(EXCERPTED PASSAGE)

Legislation launches move for greener supply chains
By Rob Freeman | 25th August 2020
Businesses in the UK could be banned from using products from land which has been deforested illegally.
New legislation proposed by the Government would require businesses operating in the UK to operate due diligence on they supply chains.
And Unilever, who have a factory in Gloucester, is partnering with a US tech company in a bid to tackle deforestation and environmental threats in its supply chains.
According to the Government plans, businesses would be required to publish information on where key commodities such as cocoa, rubber, soy and palm oil came from and that they were produced in line with local laws protecting forests and other natural ecosystems.
Any business which fails to comply will be subject to fines.
International Environment Minister Lord Goldsmith said: "We can't afford not to act as a country.
"There is a hugely important connection between the products we buy and their wider environmental footprint.
"There has been a lot of progress already to make the UK's supply chains more sustainable, but more needs to be done."
He continued: "We will continue to work closely with farmers, business and governments around the world to ensure that we can protect our vital forests and support livelihoods as we build back greener from coronavirus."
Unilever is teaming up with US tech firm Orbital Insight for the pilot project which is said would use geolocation data and satellite imagery to identify farms and plantations supplying palm oil mills.
It said the information would a picture of where crops originate to predict issues and take action where needed, starting with tests in Indonesia and Brazil.
Chief supply chain officer Marc Engel said: "Better monitoring helps all of us to understand what's happening within our supply chains.
"By companies coming together and using cutting-edge technology to carefully monitor our forests, we can all get closer to achieving our collective goal of ending deforestation."

(End EXCERPTED PASSAGE)
(INPUT DATA)

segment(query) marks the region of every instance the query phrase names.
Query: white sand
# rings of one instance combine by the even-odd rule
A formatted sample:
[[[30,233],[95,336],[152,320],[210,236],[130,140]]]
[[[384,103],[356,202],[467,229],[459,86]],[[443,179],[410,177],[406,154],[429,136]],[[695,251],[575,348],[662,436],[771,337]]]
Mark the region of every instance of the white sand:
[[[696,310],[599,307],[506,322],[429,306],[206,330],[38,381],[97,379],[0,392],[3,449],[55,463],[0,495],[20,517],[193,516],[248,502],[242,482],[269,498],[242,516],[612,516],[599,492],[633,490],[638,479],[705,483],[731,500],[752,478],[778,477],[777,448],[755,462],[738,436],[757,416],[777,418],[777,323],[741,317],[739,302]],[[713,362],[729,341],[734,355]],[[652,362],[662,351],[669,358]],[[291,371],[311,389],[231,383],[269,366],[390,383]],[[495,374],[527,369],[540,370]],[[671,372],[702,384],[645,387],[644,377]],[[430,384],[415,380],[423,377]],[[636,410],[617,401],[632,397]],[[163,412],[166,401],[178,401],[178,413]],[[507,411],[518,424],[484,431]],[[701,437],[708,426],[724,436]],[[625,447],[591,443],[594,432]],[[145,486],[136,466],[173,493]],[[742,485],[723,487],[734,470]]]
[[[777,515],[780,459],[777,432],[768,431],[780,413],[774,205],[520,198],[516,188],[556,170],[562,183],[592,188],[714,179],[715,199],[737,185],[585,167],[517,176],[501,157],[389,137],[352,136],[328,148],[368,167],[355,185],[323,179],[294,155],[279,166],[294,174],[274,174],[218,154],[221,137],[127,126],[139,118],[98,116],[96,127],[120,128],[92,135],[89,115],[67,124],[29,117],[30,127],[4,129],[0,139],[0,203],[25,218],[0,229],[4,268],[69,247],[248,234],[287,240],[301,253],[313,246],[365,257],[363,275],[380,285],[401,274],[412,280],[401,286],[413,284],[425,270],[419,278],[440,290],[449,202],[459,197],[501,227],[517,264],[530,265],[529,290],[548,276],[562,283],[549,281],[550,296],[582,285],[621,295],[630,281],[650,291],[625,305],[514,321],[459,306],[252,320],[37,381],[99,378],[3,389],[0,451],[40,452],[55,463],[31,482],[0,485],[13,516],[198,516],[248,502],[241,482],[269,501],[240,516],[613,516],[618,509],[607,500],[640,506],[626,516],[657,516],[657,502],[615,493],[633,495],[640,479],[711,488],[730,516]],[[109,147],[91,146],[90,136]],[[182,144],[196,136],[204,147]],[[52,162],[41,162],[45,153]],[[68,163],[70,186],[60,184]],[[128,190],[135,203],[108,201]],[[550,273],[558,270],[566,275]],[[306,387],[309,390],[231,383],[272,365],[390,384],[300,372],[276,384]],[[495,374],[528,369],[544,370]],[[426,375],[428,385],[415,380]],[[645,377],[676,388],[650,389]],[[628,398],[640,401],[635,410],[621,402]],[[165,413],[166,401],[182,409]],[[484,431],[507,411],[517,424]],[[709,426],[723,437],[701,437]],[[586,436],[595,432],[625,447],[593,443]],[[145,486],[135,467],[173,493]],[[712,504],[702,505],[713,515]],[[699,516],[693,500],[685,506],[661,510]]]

(End INPUT DATA)

EXERCISE TASKS =
1. From the article on supply chain legislation, return the passage between "New legislation proposed" and "as a country.", inclusive.
2. List the key commodities that the supply chain article names, for which businesses would have to publish where they came from.

ANSWERS BY ITEM =
1.
New legislation proposed by the Government would require businesses operating in the UK to operate due diligence on they supply chains.
And Unilever, who have a factory in Gloucester, is partnering with a US tech company in a bid to tackle deforestation and environmental threats in its supply chains.
According to the Government plans, businesses would be required to publish information on where key commodities such as cocoa, rubber, soy and palm oil came from and that they were produced in line with local laws protecting forests and other natural ecosystems.
Any business which fails to comply will be subject to fines.
International Environment Minister Lord Goldsmith said: "We can't afford not to act as a country.

2. cocoa, rubber, soy, palm oil